### Set task:
Copy all the material that follows, keeping every character the same.

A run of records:

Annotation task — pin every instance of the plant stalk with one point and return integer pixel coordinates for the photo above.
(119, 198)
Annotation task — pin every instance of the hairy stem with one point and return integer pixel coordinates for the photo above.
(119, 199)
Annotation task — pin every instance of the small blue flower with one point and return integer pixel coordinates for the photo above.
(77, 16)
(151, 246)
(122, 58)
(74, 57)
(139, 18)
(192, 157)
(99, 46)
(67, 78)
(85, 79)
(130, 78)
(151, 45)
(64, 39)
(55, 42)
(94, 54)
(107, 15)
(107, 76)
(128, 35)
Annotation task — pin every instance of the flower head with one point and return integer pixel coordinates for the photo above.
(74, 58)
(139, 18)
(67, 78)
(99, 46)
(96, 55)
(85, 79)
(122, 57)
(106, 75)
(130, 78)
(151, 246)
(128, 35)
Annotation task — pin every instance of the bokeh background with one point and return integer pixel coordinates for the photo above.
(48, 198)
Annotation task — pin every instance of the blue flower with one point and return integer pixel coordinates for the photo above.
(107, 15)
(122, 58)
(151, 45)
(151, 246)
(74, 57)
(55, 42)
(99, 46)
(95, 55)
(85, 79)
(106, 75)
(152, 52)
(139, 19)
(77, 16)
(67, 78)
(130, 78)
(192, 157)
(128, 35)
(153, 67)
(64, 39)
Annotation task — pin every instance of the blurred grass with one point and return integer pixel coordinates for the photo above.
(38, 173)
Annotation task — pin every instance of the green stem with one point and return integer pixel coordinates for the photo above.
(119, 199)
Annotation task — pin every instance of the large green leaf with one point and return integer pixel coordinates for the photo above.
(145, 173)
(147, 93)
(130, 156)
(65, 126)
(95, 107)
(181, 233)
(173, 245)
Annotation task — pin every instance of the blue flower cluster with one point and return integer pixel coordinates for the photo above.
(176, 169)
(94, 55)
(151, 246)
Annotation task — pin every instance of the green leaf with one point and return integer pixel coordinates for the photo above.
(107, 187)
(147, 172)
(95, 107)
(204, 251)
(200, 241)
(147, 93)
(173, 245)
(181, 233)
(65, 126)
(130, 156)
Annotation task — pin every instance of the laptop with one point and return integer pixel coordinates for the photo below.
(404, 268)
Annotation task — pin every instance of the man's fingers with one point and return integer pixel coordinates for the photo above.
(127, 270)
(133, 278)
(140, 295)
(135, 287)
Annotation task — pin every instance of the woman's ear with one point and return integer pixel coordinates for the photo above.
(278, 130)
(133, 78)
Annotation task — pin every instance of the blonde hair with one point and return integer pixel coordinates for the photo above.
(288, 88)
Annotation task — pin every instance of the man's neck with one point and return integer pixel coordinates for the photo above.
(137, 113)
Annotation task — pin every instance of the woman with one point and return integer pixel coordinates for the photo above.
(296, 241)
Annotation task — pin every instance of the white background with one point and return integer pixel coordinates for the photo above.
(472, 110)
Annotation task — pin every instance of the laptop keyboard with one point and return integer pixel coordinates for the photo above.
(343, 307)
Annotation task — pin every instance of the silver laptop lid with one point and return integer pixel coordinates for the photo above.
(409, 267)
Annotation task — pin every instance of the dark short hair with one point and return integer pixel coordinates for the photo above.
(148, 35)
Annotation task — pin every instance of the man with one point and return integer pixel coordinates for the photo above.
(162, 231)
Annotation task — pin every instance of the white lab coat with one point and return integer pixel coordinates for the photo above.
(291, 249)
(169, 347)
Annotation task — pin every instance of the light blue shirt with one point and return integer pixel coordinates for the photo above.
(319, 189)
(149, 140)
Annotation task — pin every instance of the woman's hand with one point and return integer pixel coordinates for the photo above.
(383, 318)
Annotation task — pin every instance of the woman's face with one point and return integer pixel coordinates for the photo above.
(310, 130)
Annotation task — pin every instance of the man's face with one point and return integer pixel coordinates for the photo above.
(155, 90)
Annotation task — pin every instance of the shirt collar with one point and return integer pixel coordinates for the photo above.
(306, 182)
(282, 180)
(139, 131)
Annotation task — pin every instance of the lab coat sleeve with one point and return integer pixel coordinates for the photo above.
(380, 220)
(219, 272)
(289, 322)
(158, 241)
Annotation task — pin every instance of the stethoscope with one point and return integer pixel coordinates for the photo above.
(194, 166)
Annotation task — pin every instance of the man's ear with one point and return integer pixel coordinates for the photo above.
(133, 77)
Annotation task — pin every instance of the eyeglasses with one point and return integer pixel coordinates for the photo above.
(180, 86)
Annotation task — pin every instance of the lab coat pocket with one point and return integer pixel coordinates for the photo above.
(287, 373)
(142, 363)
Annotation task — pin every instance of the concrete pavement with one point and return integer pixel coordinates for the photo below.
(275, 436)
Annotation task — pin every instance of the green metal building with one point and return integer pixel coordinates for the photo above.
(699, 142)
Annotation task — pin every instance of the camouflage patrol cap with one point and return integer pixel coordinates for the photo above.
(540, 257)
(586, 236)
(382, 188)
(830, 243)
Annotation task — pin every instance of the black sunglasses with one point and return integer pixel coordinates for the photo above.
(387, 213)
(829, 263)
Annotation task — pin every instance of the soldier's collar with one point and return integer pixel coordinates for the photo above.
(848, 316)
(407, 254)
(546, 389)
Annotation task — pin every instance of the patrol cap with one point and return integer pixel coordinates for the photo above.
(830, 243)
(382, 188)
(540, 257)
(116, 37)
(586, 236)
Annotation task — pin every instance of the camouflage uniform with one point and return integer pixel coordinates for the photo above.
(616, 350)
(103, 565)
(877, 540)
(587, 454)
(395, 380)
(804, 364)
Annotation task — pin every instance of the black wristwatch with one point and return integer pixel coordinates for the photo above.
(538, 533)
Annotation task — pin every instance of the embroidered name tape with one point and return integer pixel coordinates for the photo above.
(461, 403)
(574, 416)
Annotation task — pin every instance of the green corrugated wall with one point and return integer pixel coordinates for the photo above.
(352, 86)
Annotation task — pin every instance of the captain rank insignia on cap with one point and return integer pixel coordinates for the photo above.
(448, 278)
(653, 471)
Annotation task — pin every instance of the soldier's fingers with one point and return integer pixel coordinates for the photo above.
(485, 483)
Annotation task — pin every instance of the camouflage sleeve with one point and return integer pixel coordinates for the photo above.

### Result below:
Annotation task — pin every instance of the plant stalk with one point and return integer pixel coordinates for the photo above.
(119, 198)
Annotation task — pin every instance of the hairy stem with one point and return integer pixel coordinates for the photo above.
(119, 199)
Annotation task — pin every instance of the small blue flower with one point and return integer pixel coordinates for the photo above.
(77, 16)
(151, 246)
(122, 58)
(74, 57)
(139, 18)
(192, 157)
(99, 46)
(67, 78)
(85, 79)
(130, 78)
(151, 45)
(64, 39)
(55, 42)
(94, 54)
(107, 15)
(107, 76)
(128, 35)
Annotation task — pin every instance of the flower head with one point and return integer pixel coordinates for the photo above.
(74, 58)
(139, 18)
(67, 78)
(99, 46)
(96, 55)
(85, 79)
(122, 57)
(106, 75)
(130, 78)
(151, 246)
(128, 35)
Annotation task — pin every instance of the bokeh background with one point and return integer pixel coordinates for the photo above.
(48, 198)
Annotation task — pin every instance of the blue flower with one point and return integer pixel coordinates for the photo above.
(107, 15)
(122, 58)
(151, 45)
(151, 246)
(74, 57)
(55, 42)
(99, 46)
(95, 55)
(85, 79)
(106, 75)
(152, 52)
(139, 19)
(77, 16)
(67, 78)
(130, 78)
(192, 157)
(128, 35)
(153, 67)
(64, 39)
Annotation task — pin every instance of the blurred grass with one point and return integer pixel coordinates for the photo above.
(38, 173)
Annotation task — pin every instance of the green stem with one point and return integer pixel coordinates for the photo above.
(119, 199)
Annotation task — pin every instance of the large green leaf with one point and return integer pixel coordinates for the photo above.
(145, 173)
(147, 93)
(130, 156)
(65, 126)
(95, 107)
(181, 233)
(173, 245)
Annotation task — pin every instance of the blue flower cluster with one point and return integer pixel coordinates for the photo above.
(176, 169)
(94, 55)
(151, 246)
Annotation task — pin every instance of the green leaf with one point and return integer pixel coordinates for the photo above.
(107, 187)
(147, 172)
(95, 107)
(204, 251)
(200, 241)
(147, 93)
(173, 245)
(181, 233)
(65, 126)
(130, 156)
Annotation task — pin every instance of the laptop with one point and return integer pixel coordinates for the photo below.
(404, 268)
Annotation task — pin every instance of the man's fingers with one point and return integer pixel coordinates for the photo above.
(127, 270)
(133, 278)
(140, 295)
(135, 287)
Annotation task — pin every instance of the woman's ear with one point and return integer pixel coordinates for the photo above.
(278, 130)
(133, 78)
Annotation task — pin every instance of the blonde hair with one point and return integer pixel coordinates for the photo above.
(288, 88)
Annotation task — pin every instance of the man's neck with one point and return integer pixel coordinates for the photo above.
(137, 113)
Annotation task — pin every instance of the woman with one point and return integer pixel coordinates for the photo above.
(296, 241)
Annotation task — pin every instance of the white background with one point and return integer pixel coordinates for the photo above.
(472, 110)
Annotation task — pin every instance of the laptop keyboard with one point and return integer pixel coordinates for the photo above.
(343, 307)
Annotation task — pin every instance of the silver laptop lid with one point and return integer pixel coordinates for the photo above.
(409, 267)
Annotation task — pin every instance of the dark short hair with one point and return integer pixel coordinates for the photo above.
(148, 35)
Annotation task — pin every instance of the man with one point and return integer pixel coordinates for the photo above.
(162, 231)
Annotation task — pin every instance of the white lab coat with one point and return integer pixel coordinates for the photo above.
(291, 249)
(169, 347)
Annotation task — pin every instance of the light blue shirt with one point and return integer pixel coordinates for the photo above.
(319, 189)
(149, 140)
Annotation task — pin every instance of the woman's hand with one point and return integer pixel coordinates for the photo above.
(383, 318)
Annotation task — pin every instance of the woman's face with one point and return integer pixel coordinates for the photo above.
(310, 130)
Annotation task — pin every instance of the man's face with one point and return integer pixel coordinates for the photo above.
(155, 90)
Annotation task — pin every instance of the shirt collar with one point and return integer pixel coordinates for the photo above.
(306, 182)
(282, 180)
(139, 131)
Annotation task — pin every instance of the lab coat sleeve with one point and return integer pixel coordinates for the photo above.
(380, 220)
(219, 272)
(289, 322)
(158, 241)
Annotation task — pin every instance of the stethoscope with one point and return integer pixel coordinates for the photo above.
(194, 166)
Annotation task — pin every instance of the man's ear with one point and return integer pixel coordinates for the photo above.
(133, 77)
Annotation task — pin every instance of the eyeglasses with one point and return integer pixel coordinates for the photo above.
(180, 86)
Annotation task — pin every instance of the lab coat pocket with one point and return integer pixel coordinates for the photo above.
(287, 373)
(142, 363)
Annotation task — pin every instance of the concrete pavement with one point and return integer pixel coordinates for the photo below.
(275, 436)
Annotation task — pin every instance of the green metal building with one point and return integer pixel coordinates for the photo above.
(699, 142)
Annotation task — pin every instance of the camouflage patrol cap with one point and return integer pixel coordinates for the photo above.
(540, 257)
(586, 236)
(382, 188)
(830, 243)
Annotation task — pin every instance of the black sunglasses with one point and return integer pixel coordinates for the photo above.
(387, 213)
(829, 263)
Annotation task — pin every instance of the soldier's collar with one point and return integer pixel coordinates for the photo above.
(848, 316)
(407, 254)
(546, 389)
Annotation task — pin every instance of the patrol cap with one point and return integer pixel coordinates for the photo above.
(830, 243)
(382, 188)
(540, 257)
(116, 37)
(586, 236)
Annotation task — pin every instance of the camouflage uniform with one point and return integer pixel coordinates for the photo above.
(616, 350)
(103, 565)
(877, 540)
(587, 454)
(395, 380)
(804, 364)
Annotation task — pin every instance of the black wristwatch with one point and return integer pixel coordinates for the photo above.
(538, 533)
Annotation task — pin every instance of the embroidered name tape with one point and return integer pixel coordinates for the photo above.
(461, 403)
(574, 416)
Annotation task — pin every instance of the green corrugated wall with one point and return integer pixel coordinates for the photo above.
(352, 86)
Annotation task — pin every instance of the captain rank insignia on cap with one point and return integer pixel coordinates for the photo above.
(448, 278)
(653, 471)
Annotation task — pin every instance of the soldier's fingers with one point and return integer pixel coordinates for the photo above.
(485, 483)
Annotation task — pin every instance of the camouflage sleeve with one point and return integer pixel coordinates for the photo above.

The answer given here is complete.